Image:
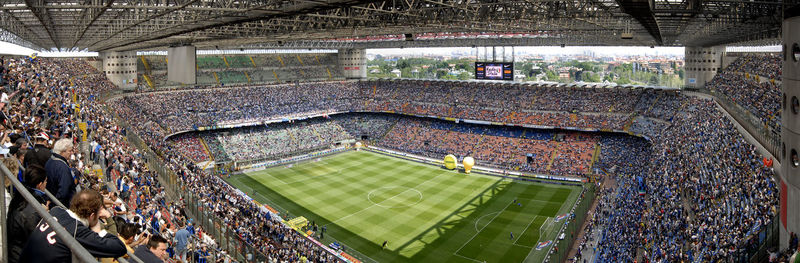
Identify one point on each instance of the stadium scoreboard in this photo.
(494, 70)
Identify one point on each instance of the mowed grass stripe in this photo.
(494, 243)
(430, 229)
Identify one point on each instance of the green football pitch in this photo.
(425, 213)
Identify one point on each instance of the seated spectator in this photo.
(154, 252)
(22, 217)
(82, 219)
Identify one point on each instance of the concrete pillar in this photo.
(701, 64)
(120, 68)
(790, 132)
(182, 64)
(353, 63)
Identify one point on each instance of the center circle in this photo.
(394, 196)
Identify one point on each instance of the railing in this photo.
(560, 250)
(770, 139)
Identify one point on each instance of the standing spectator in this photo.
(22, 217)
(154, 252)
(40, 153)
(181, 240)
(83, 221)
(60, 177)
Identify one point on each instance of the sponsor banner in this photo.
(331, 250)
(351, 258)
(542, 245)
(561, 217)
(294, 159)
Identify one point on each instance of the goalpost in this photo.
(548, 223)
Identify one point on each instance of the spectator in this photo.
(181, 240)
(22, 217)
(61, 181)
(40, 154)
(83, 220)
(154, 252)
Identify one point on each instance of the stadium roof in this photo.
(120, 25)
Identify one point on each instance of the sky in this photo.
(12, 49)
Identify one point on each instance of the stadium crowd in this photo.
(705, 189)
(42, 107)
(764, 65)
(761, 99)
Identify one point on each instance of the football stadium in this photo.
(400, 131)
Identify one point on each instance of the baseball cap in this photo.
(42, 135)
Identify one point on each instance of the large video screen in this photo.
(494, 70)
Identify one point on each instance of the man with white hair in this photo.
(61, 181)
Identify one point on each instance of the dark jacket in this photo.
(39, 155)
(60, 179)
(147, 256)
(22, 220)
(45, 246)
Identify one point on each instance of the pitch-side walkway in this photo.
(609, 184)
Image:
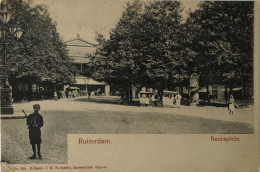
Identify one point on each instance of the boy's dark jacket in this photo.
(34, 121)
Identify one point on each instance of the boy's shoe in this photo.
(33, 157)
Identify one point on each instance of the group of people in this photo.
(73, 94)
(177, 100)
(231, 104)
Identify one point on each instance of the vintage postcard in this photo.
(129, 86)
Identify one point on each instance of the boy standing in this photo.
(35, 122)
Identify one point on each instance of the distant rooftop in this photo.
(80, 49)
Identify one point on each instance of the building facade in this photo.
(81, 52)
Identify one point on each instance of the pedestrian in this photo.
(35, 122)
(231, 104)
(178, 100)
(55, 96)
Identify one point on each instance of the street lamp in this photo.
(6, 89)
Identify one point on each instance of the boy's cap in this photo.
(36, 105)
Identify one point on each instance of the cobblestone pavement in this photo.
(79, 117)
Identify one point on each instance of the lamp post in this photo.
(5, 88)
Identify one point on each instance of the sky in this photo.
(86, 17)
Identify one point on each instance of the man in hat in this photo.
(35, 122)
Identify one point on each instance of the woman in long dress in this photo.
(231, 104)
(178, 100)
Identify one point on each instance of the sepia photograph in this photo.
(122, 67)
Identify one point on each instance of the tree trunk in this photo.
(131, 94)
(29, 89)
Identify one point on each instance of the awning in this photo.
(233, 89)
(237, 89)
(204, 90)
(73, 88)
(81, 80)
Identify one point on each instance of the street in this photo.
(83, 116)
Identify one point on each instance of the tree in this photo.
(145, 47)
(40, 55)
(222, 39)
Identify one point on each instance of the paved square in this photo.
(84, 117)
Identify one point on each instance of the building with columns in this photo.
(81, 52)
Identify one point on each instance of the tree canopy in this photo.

---

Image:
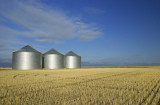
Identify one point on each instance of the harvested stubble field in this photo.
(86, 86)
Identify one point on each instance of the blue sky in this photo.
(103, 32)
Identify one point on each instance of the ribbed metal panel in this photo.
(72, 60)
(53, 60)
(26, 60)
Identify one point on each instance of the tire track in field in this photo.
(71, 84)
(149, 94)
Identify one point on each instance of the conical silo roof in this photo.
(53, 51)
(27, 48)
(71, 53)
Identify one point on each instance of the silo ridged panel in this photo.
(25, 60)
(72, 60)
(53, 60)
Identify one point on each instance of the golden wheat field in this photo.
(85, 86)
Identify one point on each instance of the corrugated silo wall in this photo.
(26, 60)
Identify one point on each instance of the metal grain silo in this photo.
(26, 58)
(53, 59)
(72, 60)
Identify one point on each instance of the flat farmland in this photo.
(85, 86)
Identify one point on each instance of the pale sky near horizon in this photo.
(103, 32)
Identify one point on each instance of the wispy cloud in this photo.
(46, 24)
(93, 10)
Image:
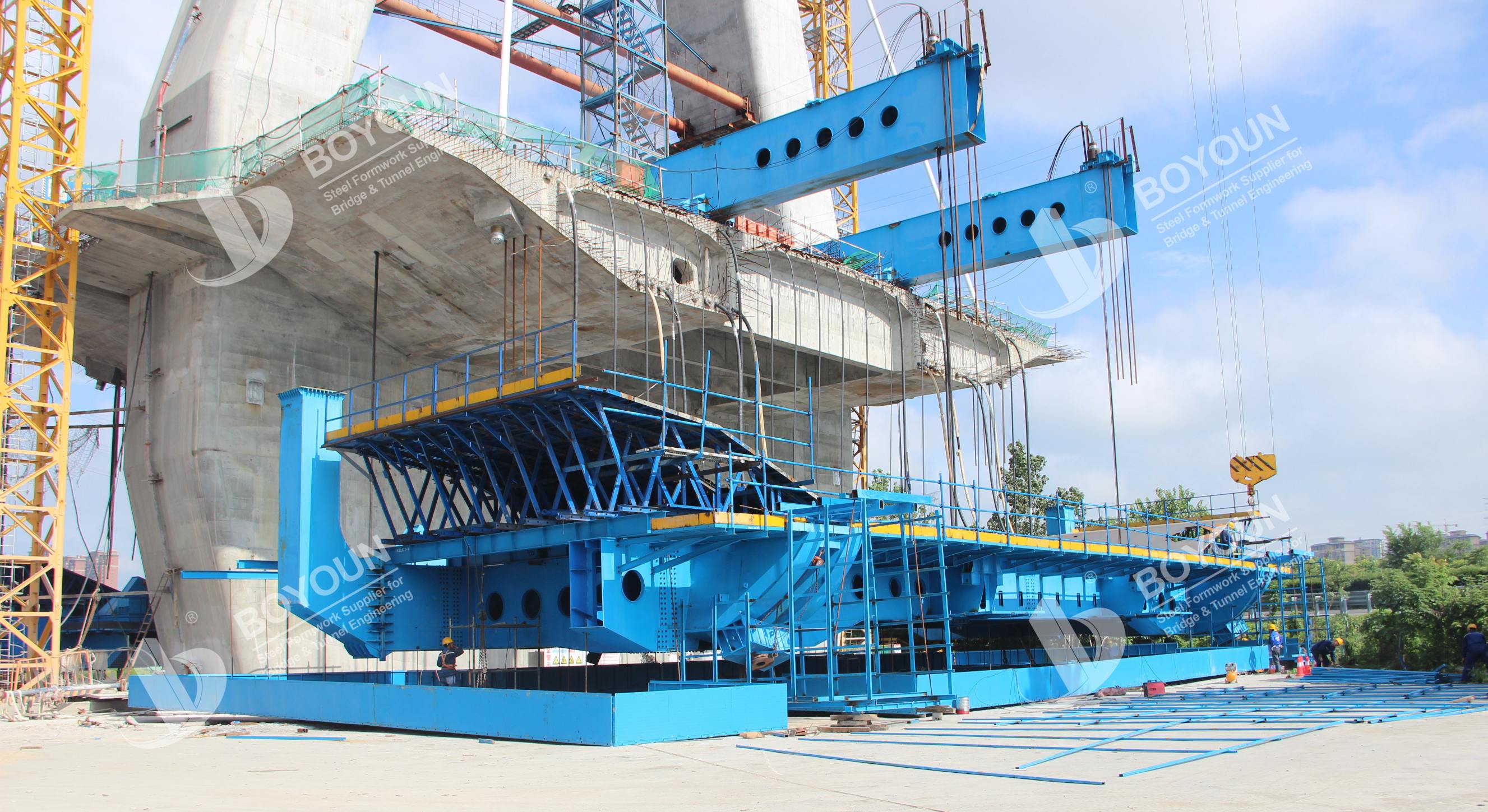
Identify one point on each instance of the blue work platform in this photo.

- **Problem to work on**
Arrange the lines as a Markdown table with the columns "Row" and "Line text," starting with the line that contains "Identify one point on each instance of the vintage" and going on through the line that contains "Identify one point on each instance of the tree canopy". Number each row, and leave out any blank lines.

- **The answer**
| Row | Line text |
|---|---|
| 1 | Identify one point on each instance of the vintage postcard in this photo. |
| 2 | (129, 86) |
| 3 | Identify one point on each instance of the boy standing in this photo. |
| 4 | (35, 122) |
| 5 | Identify one point on each instance of the distant rooftop in this photo. |
| 6 | (80, 49) |
| 7 | Identify one point on each instance of the building facade in this photo. |
| 8 | (81, 52) |
| 9 | Identify one point on each instance of the pedestrian in this photo. |
| 10 | (35, 122) |
| 11 | (231, 104) |
| 12 | (178, 100) |
| 13 | (55, 96) |
| 14 | Identify one point on each instance of the street lamp in this photo. |
| 15 | (6, 89) |
| 16 | Identify one point on each instance of the boy's cap in this photo. |
| 17 | (36, 105) |
| 18 | Identify one point on each instance of the cobblestone pavement in this photo. |
| 19 | (79, 117) |
| 20 | Identify one point on each instance of the lamp post in this photo. |
| 21 | (5, 88) |
| 22 | Identify one point on each instance of the sky in this photo. |
| 23 | (86, 17) |
| 24 | Identify one point on each instance of the man in hat in this photo. |
| 25 | (35, 122) |
| 26 | Identify one point on each instance of the woman in long dress in this photo. |
| 27 | (231, 104) |
| 28 | (178, 100) |
| 29 | Identify one point on each instance of the sepia photograph in this photo. |
| 30 | (122, 67) |
| 31 | Identify one point on each instance of the tree trunk in this photo. |
| 32 | (131, 94) |
| 33 | (29, 89) |
| 34 | Identify one point on each instance of the awning in this photo. |
| 35 | (233, 89) |
| 36 | (237, 89) |
| 37 | (204, 90) |
| 38 | (73, 88) |
| 39 | (81, 80) |
| 40 | Identify one point on each instance of the street in this photo. |
| 41 | (83, 116) |
| 42 | Identify one point on each instance of the tree in this photo. |
| 43 | (145, 47) |
| 44 | (40, 55) |
| 45 | (222, 39) |
| 46 | Identify one point on each instance of the paved square in this photo. |
| 47 | (84, 117) |
| 48 | Identify one point on each instance of the building with columns in this photo. |
| 49 | (81, 52) |
| 50 | Identify one point on each instance of the tree canopy in this photo. |